PROBLEM 1 — From the Aftermath, Inc. excerpt, list each member of the Searer household named there, with the person's age where the excerpt gives one.
PROBLEM 2 — In the Aftermath, Inc. excerpt, what weapon was the DuPage County sheriff's deputy carrying?

SUPPLIED TEXT —
• • • • •
Aftermath, Inc.
Page 16
At the age of two, Mozart identified a pig’s squeal as being a G-sharp. So the Chicago Yards and Hitchcock’s Psycho shower scene pig squeal sounded the same note. Illinois has an official state bird (the cardinal), and an official state flower (the dooryard violet). If the city of Chicago ever decided on an official musical note, it would have to be G-sharp.
At the Back of the Yards retirement home that day, we never secured our police escort. Joe, Kyle, and I left the corpus of Mr. Kamolinski bagged in his kitchenette, to be retrieved whenever Edmund Donoghue and the Cook County authorities got around to getting it. We drove the Ronald Reagan Memorial Tollway back to what I was rapidly coming to consider, with fondness and loathing, as “Aftermath country,” where the keepers of the long pig were either more accommodating or had less to hide than they did in the city of Chicago, and the hogsqueal of the universe did not sound quite so loud.
INTERLUDE TWO:
Nonlethals
A meth lab burning
One has a right not to be fallen on.
—John Berryman
Look at me, busy as a bee! Where’d I get all this energy? Whoa-oh, meth, meth! I don’t sleep, and I don’t eat. But I’ve got the cleanest house on the street!
—Song lyrics in the public service ad “Cleaner Girl,” National Youth Anti-Drug Media Campaign
You couldn’t ask for a more peaceful, bucolic scene that Thursday afternoon, August 25, 2005, on the back deck of Sarah Searer’s home in Villa Park, suburban Chicago. The white two-story house on a cul-de-sac overlooked the meandering Salt Creek, just north of Salt Creek State Park. Sarah relaxed after lunch, with a Bible and a copy of Today’s Christian Woman magazine beside her.
It was just after 1:00 P.M. Sarah’s fifteen-year-old son, Dustin, mowed the grass. Her other son, Ben, nineteen, sat inside the house at the computer.
Sarah looked up to see a stocky DuPage County sheriff’s deputy splashing full-tilt across the creek toward her property. The uniformed deputy brandished a 12-gauge pump-action shotgun. For a split second the incongruity of the scene froze her in place. Then she acted.
• • • • •
(Referring expression data)
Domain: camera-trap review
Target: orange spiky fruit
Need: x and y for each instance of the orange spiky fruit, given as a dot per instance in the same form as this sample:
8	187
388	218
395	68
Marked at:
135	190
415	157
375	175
• • • • •
PROBLEM SOLUTION 1 —
Sarah Searer
Dustin, fifteen
Ben, nineteen

PROBLEM SOLUTION 2 — A 12-gauge pump-action shotgun.